→ Text under study

================

Fall 2020 CS Cyber Security Reading Group
Members: Yashwanth Bandala, Yu Cai, Bo Chen (co-advisor), Niusen Chen, Shashank Reddy Danda, Siva Krishna Kakula, Vishnu Kamaraju, Alex Larkin, Jean Mayo (co-advisor), Joe Muhle, Jagi Rinchin, Jonah Schulte, Sai Venkateswaran, Sankalp Shastry, Shuo Sun, Deepthi Tankasala, Yuchen Wang, Wen Xie, Xiaoyong Yuan
Time: 3:00 – 4:00pm Friday, September 18, 2020
Presenter: Dr. Xiaoyong Yuan (Assistant Professor, Applied Computing and Computer Science)
Title: Beyond Class-Level Privacy Leakage: Breaking Record-Level Privacy in Federated Learning
Federated learning (FL) enables multiple clients to collaboratively build a global learning model without disclosing their own data, such as the virtual keyboard (Gboard), for privacy protection. However, recent research found privacy leakage of FL, especially on image classification tasks, such as the client-level reconstruction of class representative. Nevertheless, such analysis on image classification tasks is not applicable to uncover the privacy threats against natural language processing (NLP) tasks, such as the language modeling used in Gboard, whose records composed of sequential texts cannot be grouped as class representatives. Moreover, due to the finer granularity, it is challenging to distinguishably extract individual records from a specific client, which is a serious threat to leak more precise private information. This paper gives the first attempt to explore the record-level privacy leakage against NLP tasks in FL. We propose a framework to investigate the exposure of the record of interest in federated aggregations based on the perplexity of language modeling. By monitoring the exposure patterns, two correlation attacks are proposed to identify the corresponding clients when extracting their specific records. Extensive experiments demonstrate the effectiveness of the proposed attacks. We then investigate several countermeasures to mitigate the attacks, which, however, are ineffective.
Time: 2:00 – 3:00pm Friday, October 2, 2020
Presenter: Shashank Reddy
Title: Towards Mitigating Spreading of Coronavirus via Mobile Devices
Recently, the impact of coronavirus has been witnessed by almost every country around the world. To mitigate spreading of coronavirus, a fundamental strategy would be reducing the chance of healthy people from being exposed to it. Having observed the fact that most viruses come from coughing/sneezing/runny nose of infected people, in this work we propose to detect such symptom events via mobile devices possessed by most people in the modern world and, to instantly broadcast locations where the symptoms have been observed to other people. This would be able to significantly reduce risk that healthy people get exposed to the viruses. The mobile devices today are usually equipped with various sensors including microphone, accelerometer, and GPS, as well as network connection (4G, LTE, Wi-Fi), which makes our proposal feasible. Further experimental evaluation shows that coronavirus-like symptoms (coughing/sneezing/runny nose) can be detected with an accuracy around 90%; in addition, the dry cough (more likely happening to COVID-19 patients) and wet cough can also be differentiated with a high accuracy. Implementation using mobile devices is shown along with some demo videos.
Time: 2:00 – 3:00pm Friday, October 23, 2020
Presenter: Niusen Chen
Title and Abstract will be added.

================

→ Your objective
In the reading group schedule, which sensors are today's mobile devices said to usually be equipped with?

================

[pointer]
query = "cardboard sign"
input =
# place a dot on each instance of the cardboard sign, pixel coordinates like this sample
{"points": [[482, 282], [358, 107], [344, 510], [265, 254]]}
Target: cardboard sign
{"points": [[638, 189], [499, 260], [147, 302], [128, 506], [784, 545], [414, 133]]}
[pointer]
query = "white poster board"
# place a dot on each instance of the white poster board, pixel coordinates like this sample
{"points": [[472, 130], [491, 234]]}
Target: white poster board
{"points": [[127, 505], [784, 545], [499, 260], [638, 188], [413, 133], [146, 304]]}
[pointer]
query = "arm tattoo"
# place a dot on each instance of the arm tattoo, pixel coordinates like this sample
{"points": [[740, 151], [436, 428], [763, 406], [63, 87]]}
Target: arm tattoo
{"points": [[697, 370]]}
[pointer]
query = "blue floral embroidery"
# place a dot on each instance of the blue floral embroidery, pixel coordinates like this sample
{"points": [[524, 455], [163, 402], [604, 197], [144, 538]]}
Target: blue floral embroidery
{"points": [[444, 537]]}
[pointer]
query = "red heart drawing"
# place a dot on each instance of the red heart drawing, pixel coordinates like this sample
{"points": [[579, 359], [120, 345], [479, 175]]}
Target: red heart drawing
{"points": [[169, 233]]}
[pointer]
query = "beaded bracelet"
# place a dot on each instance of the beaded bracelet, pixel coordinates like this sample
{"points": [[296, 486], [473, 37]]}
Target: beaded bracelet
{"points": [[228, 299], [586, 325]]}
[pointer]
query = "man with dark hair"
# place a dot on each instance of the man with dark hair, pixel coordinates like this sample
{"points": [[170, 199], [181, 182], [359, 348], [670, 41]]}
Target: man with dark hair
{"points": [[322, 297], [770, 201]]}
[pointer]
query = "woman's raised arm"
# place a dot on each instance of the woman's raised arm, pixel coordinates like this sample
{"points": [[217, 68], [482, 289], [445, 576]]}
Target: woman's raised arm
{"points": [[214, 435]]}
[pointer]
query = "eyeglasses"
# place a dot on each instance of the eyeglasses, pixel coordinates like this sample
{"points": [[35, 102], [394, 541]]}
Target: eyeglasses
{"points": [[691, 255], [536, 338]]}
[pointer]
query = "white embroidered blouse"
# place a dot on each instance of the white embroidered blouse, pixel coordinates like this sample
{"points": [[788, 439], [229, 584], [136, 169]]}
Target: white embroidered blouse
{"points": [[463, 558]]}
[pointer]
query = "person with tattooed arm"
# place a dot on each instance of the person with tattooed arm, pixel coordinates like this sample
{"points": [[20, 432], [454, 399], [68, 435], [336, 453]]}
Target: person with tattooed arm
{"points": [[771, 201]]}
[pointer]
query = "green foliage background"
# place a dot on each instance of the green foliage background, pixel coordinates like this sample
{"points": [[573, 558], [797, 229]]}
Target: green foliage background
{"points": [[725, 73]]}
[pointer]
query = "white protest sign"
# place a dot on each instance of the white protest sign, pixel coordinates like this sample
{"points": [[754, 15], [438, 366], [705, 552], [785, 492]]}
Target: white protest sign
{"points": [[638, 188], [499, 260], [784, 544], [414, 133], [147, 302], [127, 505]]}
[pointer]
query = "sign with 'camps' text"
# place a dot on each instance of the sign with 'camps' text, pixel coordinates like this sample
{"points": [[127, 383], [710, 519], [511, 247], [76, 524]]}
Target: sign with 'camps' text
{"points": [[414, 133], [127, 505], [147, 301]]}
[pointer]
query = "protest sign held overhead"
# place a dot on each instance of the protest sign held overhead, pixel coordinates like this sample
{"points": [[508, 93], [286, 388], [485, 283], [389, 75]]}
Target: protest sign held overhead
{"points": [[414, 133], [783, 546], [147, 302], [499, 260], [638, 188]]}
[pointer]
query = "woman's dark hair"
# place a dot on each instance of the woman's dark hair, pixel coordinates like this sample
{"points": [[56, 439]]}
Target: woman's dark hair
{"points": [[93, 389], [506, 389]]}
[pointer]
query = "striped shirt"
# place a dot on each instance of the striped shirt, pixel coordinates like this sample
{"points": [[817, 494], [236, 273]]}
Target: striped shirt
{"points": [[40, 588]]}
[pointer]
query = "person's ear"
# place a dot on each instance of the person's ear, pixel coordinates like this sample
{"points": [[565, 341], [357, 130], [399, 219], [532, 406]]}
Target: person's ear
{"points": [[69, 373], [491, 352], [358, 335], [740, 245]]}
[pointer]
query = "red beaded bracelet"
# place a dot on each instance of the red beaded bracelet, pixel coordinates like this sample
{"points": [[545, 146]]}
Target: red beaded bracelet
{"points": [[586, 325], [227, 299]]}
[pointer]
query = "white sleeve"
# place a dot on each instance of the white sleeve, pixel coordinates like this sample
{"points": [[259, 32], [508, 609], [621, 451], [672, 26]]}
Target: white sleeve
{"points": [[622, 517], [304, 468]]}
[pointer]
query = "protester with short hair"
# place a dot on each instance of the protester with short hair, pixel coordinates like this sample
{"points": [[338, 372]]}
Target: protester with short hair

================

→ Problem solution
Microphone, accelerometer, and GPS.